Provided data:
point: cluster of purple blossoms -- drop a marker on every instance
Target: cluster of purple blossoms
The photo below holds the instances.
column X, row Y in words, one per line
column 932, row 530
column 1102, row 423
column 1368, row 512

Aim of the task:
Quote each line above in full, word for word.

Answer for the task:
point: cluster of purple blossoms -- drop a marker on every instance
Target: cluster of purple blossoms
The photo below holds the instances.
column X, row Y in words, one per line
column 932, row 530
column 1102, row 423
column 1368, row 512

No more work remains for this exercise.